> _WHAT IS NEEDED_
Please copy every line of the data in which the string "window" appears.

> _RECORDS PROVIDED_

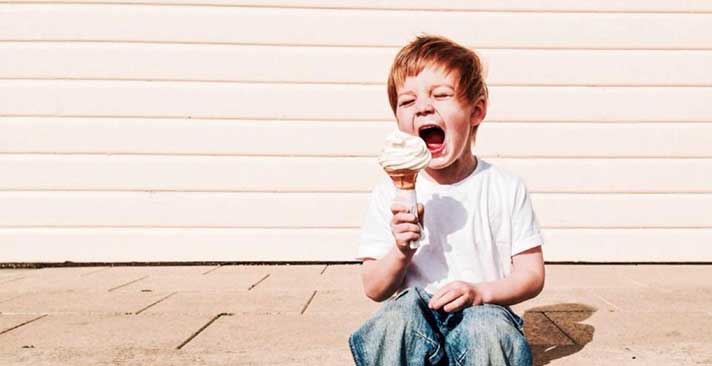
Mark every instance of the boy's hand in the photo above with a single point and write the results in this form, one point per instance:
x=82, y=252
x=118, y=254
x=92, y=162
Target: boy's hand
x=456, y=296
x=404, y=227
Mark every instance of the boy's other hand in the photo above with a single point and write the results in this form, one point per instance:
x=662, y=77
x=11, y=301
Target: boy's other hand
x=404, y=226
x=455, y=296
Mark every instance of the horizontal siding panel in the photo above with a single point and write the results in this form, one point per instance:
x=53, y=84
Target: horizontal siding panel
x=324, y=101
x=209, y=209
x=341, y=138
x=304, y=174
x=327, y=64
x=472, y=5
x=346, y=27
x=150, y=245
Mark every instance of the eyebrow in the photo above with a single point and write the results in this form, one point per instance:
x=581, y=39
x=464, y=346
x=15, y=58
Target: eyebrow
x=433, y=87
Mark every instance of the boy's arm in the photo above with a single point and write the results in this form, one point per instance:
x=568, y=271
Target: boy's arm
x=524, y=282
x=383, y=277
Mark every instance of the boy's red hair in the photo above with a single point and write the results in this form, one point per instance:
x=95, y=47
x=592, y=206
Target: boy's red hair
x=440, y=52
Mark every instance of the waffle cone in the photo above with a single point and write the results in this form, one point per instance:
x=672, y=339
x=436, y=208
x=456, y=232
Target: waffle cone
x=403, y=179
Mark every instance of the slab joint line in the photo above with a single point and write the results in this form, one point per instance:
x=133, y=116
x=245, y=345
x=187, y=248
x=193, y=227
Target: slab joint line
x=92, y=272
x=128, y=283
x=212, y=269
x=211, y=321
x=155, y=303
x=257, y=283
x=304, y=309
x=22, y=324
x=12, y=280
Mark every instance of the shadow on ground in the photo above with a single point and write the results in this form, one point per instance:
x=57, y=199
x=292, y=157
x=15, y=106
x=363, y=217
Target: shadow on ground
x=556, y=331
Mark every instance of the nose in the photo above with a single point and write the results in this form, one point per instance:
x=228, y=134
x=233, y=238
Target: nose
x=424, y=106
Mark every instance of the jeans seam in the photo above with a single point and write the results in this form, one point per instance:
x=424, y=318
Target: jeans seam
x=354, y=354
x=431, y=341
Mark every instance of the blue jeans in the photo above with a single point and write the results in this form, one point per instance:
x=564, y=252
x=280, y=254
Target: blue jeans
x=406, y=332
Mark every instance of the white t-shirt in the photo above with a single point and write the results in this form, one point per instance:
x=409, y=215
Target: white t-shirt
x=471, y=228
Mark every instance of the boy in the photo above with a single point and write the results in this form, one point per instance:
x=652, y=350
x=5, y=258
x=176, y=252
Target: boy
x=480, y=244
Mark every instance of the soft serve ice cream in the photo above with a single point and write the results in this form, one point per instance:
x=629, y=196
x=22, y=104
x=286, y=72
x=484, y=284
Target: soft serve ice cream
x=404, y=152
x=402, y=158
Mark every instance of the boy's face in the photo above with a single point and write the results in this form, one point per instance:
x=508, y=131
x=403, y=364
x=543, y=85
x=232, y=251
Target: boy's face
x=428, y=107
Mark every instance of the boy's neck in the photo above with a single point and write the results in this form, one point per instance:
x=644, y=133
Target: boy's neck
x=455, y=172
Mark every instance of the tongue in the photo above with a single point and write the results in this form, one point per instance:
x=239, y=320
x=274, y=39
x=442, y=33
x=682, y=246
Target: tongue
x=433, y=137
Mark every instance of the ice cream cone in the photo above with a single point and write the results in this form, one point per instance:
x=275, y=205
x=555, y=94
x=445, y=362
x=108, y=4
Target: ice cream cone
x=404, y=178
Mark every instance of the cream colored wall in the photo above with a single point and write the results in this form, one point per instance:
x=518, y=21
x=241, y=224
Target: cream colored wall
x=247, y=130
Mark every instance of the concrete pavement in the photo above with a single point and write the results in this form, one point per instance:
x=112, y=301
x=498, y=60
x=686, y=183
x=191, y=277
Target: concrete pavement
x=303, y=314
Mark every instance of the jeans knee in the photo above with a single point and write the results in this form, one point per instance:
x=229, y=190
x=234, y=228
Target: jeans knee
x=490, y=333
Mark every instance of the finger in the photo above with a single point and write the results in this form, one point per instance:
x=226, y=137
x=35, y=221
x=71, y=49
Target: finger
x=403, y=217
x=444, y=299
x=397, y=207
x=404, y=239
x=406, y=227
x=421, y=212
x=457, y=304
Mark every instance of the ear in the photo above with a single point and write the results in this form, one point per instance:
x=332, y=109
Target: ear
x=479, y=112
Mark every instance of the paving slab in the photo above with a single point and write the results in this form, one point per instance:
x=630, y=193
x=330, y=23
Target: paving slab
x=254, y=302
x=560, y=276
x=586, y=315
x=79, y=302
x=198, y=279
x=344, y=302
x=341, y=277
x=10, y=322
x=659, y=300
x=76, y=278
x=657, y=330
x=671, y=276
x=280, y=339
x=564, y=300
x=541, y=331
x=291, y=277
x=96, y=339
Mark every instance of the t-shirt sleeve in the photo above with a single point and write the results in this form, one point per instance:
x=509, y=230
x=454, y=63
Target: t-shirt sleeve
x=375, y=238
x=525, y=228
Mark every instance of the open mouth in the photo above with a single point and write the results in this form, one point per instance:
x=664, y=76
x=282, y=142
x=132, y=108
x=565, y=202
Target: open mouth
x=434, y=137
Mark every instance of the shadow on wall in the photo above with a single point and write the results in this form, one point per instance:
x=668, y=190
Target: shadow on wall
x=556, y=331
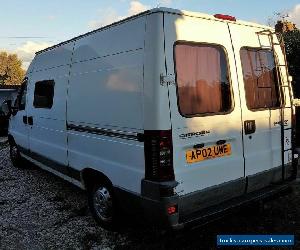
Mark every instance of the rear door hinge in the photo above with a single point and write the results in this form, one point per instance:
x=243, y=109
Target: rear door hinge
x=167, y=79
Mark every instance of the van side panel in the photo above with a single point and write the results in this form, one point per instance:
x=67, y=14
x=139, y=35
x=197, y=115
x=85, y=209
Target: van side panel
x=156, y=98
x=105, y=101
x=48, y=136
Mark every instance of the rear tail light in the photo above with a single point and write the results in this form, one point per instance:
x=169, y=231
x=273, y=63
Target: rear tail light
x=225, y=17
x=172, y=210
x=159, y=155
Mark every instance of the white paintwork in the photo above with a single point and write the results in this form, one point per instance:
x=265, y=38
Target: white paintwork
x=111, y=79
x=227, y=127
x=262, y=150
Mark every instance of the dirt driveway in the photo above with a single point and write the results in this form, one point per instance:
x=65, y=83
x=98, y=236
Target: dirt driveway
x=41, y=211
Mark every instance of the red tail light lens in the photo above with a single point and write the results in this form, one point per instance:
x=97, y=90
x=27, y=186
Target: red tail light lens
x=159, y=155
x=225, y=17
x=172, y=210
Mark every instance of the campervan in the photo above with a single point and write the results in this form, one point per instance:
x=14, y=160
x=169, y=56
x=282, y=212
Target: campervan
x=175, y=115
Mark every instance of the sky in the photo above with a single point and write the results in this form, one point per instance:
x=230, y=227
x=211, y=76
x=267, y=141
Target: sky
x=32, y=25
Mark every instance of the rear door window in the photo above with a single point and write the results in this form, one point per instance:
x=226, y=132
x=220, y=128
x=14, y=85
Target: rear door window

> _RESPONSE TO THE TASK_
Mark every instance of the rear door window in the photo above with a single point and write the results in this form, one point per instance:
Target: rear door window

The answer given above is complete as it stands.